[Stored data entries]
====================

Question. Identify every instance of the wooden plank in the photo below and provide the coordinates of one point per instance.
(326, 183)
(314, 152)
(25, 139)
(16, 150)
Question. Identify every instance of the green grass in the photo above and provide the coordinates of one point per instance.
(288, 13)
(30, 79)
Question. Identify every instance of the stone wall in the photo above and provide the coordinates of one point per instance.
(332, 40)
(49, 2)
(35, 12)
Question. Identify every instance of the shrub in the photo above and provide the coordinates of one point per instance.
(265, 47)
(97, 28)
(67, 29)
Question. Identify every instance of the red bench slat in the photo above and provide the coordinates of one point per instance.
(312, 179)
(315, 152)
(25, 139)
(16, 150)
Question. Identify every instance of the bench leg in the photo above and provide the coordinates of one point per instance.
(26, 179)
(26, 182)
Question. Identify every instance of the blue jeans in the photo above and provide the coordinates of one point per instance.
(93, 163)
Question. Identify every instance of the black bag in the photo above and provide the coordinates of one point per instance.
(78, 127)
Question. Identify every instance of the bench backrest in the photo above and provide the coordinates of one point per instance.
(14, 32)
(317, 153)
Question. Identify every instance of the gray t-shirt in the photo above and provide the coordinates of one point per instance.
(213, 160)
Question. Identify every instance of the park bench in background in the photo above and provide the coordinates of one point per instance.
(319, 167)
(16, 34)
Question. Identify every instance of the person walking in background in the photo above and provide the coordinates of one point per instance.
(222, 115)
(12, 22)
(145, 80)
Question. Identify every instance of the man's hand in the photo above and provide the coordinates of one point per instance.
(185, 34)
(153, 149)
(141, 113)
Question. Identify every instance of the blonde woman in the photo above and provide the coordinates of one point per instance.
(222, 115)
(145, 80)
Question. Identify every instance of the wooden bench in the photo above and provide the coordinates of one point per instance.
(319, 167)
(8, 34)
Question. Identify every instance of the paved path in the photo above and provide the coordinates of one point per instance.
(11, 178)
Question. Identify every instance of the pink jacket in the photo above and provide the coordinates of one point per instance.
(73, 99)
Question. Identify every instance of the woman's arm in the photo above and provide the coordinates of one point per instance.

====================

== Aim of the task ==
Format the lines of the records, from the line containing "Question. Identify every instance of the paved" through the end of the records (both inclusive), as a numbered list, omitting any blank lines.

== Correct response ==
1. Question. Identify every instance of the paved path in the photo above and provide the coordinates of one point per instance.
2. (11, 178)
3. Question. Identify every instance of the pink jacket in the photo above and provide the coordinates of one point per instance.
4. (73, 99)
5. Question. Identify every instance of the woman's arm in the photo above and provide the coordinates of one point per instance.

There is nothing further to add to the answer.